Textauszug
-*-*-

Im Streit um eine Behandlung des in Lebensgefahr schwebenden Kreml-Kritikers Alexej Nawalny haben die russischen Ärzte einer Verlegung des Patienten zugestimmt. Sein Team lehne "einen Transport in ein anderes Krankenhaus, das die Angehörigen uns nennen" nicht mehr ab, sagte der stellvertretende Chefarzt des behandelnden Krankenhauses im russischen Omsk, Anatoli Kalinitschenko, am Freitag.

Auch Nawalnys Sprecherin Kira Jarmysch bestätigte das. Die Organisation "Cinema for Peace" hat ein Rettungsflugzeug mit deutschen Ärzten organisiert, das am Vormittag in Omsk gelandet war. Nawalny war am Donnerstag mit Vergiftungssymptomen ins Krankenhaus eingeliefert worden. Er gehört zu den prominentesten Kritikern von Präsident Wladimir Putin. In den vergangenen Jahren hatte er beständig Korruption angeprangert und war als Organisator von Protesten gegen die Regierung wiederholt in Haft. Deutschlands Bundeskanzlerin Angela Merkel und Frankreichs Präsident Emmanuel Macron boten eine Behandlung in ihren Ländern an.

Deutsche Ärzte: Transportfähig

Die deutschen Ärzte, die den in Lebensgefahr schwebenden Kreml-Kritiker Alexej Nawalny im Krankenhaus in Omsk untersucht haben, hatten diesen nach Angaben der Hilfsorganisation "Cinema for Peace" für transportfähig erklärt. Die deutschen Ärzte fühlten sich in der Lage und seien auch gewillt, Nawalny nach Berlin zu fliegen, erklärte die Organisation, die bereits ein Flugzeug in die sibirische Stadt geschickt hat. Die behandelnden russischen Ärzte hatten dagegen erklärt, der Oppositionspolitiker, der nach Ansicht seines Umfelds vergiftet wurde, sei nicht transportfähig.

-*-*-

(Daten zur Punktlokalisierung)
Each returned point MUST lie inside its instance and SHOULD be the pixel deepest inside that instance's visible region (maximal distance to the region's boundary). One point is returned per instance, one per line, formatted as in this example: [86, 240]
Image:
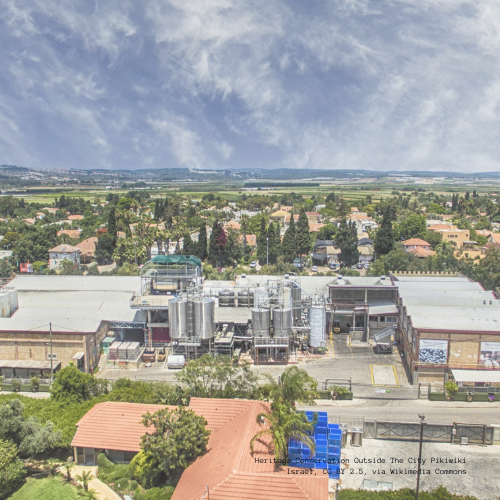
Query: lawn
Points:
[45, 489]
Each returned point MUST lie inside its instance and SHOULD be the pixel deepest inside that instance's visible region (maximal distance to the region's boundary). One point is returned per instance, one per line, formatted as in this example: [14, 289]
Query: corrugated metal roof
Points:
[490, 376]
[462, 312]
[425, 301]
[456, 324]
[458, 285]
[377, 307]
[42, 325]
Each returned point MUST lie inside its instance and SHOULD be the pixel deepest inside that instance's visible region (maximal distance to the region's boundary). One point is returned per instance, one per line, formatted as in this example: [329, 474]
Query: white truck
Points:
[176, 361]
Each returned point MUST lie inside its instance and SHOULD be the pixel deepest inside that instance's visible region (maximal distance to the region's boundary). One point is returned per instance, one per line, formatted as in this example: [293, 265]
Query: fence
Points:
[441, 433]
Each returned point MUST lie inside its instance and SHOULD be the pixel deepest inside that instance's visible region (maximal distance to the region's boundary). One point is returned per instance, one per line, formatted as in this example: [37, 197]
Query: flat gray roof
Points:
[490, 376]
[76, 283]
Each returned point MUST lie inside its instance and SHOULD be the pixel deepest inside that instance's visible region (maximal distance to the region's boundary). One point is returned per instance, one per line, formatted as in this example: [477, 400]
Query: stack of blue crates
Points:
[328, 441]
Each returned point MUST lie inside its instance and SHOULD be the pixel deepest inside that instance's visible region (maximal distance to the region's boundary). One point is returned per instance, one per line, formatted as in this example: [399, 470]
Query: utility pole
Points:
[51, 358]
[422, 423]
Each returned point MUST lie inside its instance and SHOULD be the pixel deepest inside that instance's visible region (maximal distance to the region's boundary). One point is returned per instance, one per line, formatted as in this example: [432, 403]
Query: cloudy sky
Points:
[382, 84]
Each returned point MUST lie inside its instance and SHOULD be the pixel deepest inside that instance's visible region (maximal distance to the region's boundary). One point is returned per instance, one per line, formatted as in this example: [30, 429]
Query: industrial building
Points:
[63, 319]
[444, 322]
[447, 323]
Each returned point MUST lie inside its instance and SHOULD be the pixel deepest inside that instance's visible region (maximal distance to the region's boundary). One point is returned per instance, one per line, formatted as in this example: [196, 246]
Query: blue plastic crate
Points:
[320, 465]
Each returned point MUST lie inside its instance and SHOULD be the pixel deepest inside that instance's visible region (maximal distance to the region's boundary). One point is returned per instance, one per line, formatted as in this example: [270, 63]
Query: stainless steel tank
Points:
[282, 322]
[317, 322]
[226, 298]
[204, 318]
[296, 304]
[178, 318]
[243, 298]
[261, 322]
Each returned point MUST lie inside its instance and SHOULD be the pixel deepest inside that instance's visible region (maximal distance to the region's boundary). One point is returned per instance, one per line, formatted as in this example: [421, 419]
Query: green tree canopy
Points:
[220, 377]
[12, 471]
[28, 434]
[72, 385]
[177, 439]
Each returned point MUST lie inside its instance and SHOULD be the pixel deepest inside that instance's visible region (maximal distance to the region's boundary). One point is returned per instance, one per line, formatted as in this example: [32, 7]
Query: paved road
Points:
[354, 412]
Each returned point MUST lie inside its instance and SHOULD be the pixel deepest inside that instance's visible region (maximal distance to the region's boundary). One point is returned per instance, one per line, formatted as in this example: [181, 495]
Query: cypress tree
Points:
[384, 239]
[303, 238]
[288, 247]
[112, 225]
[274, 242]
[201, 247]
[262, 243]
[347, 240]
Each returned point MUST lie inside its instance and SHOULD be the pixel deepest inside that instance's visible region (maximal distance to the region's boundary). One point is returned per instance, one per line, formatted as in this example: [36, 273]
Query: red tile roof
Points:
[228, 469]
[416, 242]
[113, 426]
[421, 252]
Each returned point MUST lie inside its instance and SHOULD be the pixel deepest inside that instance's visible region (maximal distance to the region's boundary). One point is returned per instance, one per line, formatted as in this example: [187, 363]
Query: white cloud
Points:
[402, 84]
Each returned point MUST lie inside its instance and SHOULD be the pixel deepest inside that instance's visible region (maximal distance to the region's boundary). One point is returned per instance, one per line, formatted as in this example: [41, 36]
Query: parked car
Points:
[176, 361]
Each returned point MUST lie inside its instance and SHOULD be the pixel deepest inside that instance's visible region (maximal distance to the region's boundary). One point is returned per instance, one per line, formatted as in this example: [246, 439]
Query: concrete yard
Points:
[479, 477]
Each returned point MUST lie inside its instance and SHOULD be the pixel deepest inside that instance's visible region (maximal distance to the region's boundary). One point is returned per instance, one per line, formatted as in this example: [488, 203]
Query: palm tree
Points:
[294, 385]
[67, 466]
[285, 423]
[89, 494]
[85, 477]
[51, 466]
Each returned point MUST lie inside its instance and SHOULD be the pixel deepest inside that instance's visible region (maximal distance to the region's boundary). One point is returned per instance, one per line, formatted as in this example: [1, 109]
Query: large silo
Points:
[282, 322]
[204, 318]
[261, 322]
[226, 298]
[317, 322]
[178, 318]
[296, 306]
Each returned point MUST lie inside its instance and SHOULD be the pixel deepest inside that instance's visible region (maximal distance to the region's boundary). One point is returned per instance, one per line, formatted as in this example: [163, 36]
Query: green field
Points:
[45, 489]
[352, 192]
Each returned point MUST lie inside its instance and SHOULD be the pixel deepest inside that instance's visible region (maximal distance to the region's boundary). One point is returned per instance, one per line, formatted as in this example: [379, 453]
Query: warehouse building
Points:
[446, 323]
[80, 311]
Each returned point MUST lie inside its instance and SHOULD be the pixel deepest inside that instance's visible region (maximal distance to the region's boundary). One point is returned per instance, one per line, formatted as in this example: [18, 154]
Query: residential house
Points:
[313, 217]
[228, 469]
[72, 233]
[418, 247]
[87, 249]
[63, 252]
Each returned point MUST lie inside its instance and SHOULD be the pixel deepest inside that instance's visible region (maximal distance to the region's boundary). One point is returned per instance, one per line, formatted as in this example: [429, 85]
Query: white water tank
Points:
[317, 322]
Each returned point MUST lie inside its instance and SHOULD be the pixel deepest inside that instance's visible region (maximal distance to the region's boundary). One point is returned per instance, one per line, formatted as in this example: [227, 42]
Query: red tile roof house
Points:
[418, 247]
[227, 471]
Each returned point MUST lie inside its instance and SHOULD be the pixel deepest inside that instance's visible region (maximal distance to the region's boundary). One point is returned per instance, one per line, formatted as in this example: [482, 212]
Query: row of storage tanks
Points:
[8, 303]
[191, 318]
[282, 320]
[196, 318]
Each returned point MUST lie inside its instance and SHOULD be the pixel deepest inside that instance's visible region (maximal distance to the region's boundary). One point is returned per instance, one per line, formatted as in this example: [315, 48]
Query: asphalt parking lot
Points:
[477, 476]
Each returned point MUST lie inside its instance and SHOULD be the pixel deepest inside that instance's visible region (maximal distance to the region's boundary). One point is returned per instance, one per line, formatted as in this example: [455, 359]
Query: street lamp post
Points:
[422, 423]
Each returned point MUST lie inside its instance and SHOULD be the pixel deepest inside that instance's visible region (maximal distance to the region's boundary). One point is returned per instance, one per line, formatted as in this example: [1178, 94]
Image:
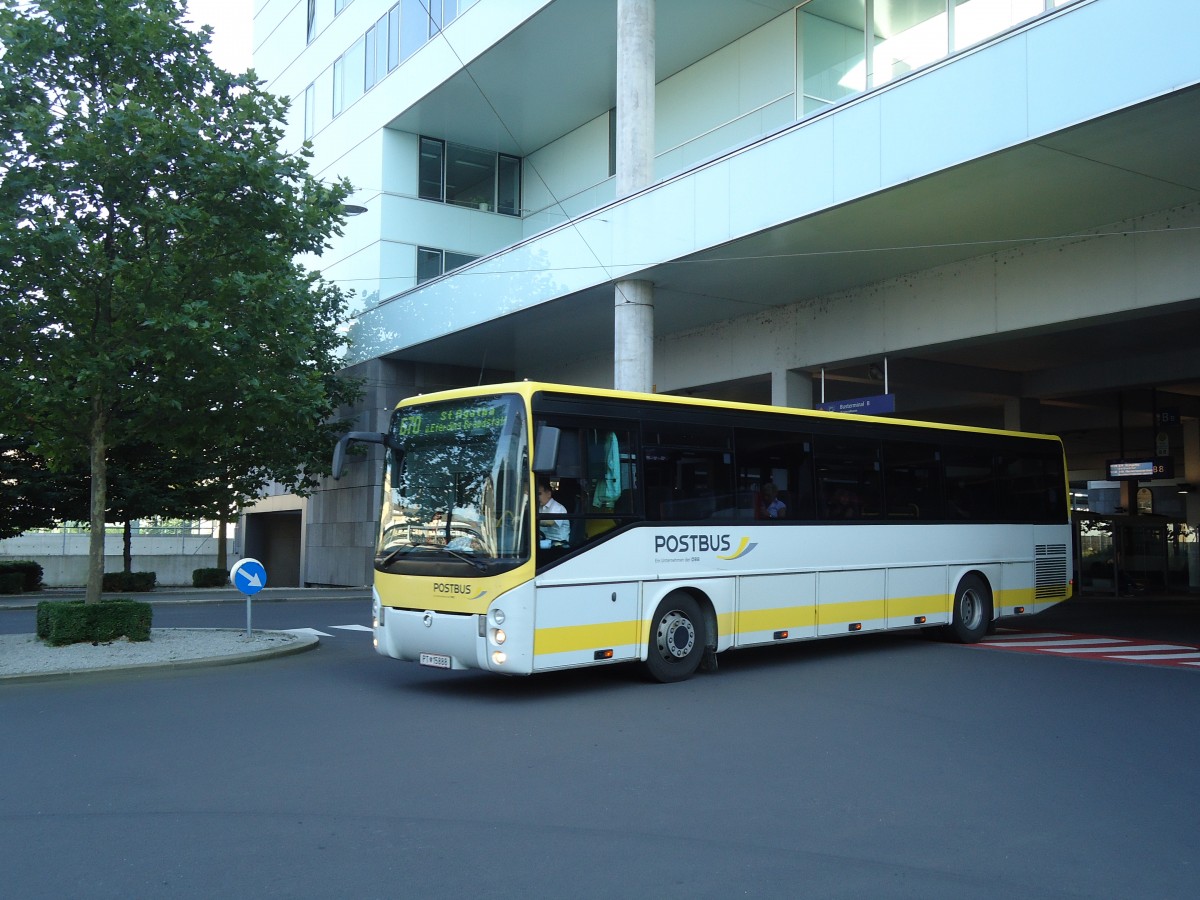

-*-*-

Übungsaufgaben
1) Schreiben Sie bitte aus dem Textauszug alles von „Die deutschen Ärzte, die“ bis hinunter zu „sei nicht transportfähig.“ wortgetreu ab.
2) Nennen Sie alle Personen, die im Textauszug mit Vor- und Nachnamen vorkommen.
Die Einträge werden hier nicht gebraucht.

Lösungen
1)
Die deutschen Ärzte, die den in Lebensgefahr schwebenden Kreml-Kritiker Alexej Nawalny im Krankenhaus in Omsk untersucht haben, hatten diesen nach Angaben der Hilfsorganisation "Cinema for Peace" für transportfähig erklärt. Die deutschen Ärzte fühlten sich in der Lage und seien auch gewillt, Nawalny nach Berlin zu fliegen, erklärte die Organisation, die bereits ein Flugzeug in die sibirische Stadt geschickt hat. Die behandelnden russischen Ärzte hatten dagegen erklärt, der Oppositionspolitiker, der nach Ansicht seines Umfelds vergiftet wurde, sei nicht transportfähig.

2) Alexej Nawalny, Anatoli Kalinitschenko, Kira Jarmysch, Wladimir Putin, Angela Merkel, Emmanuel Macron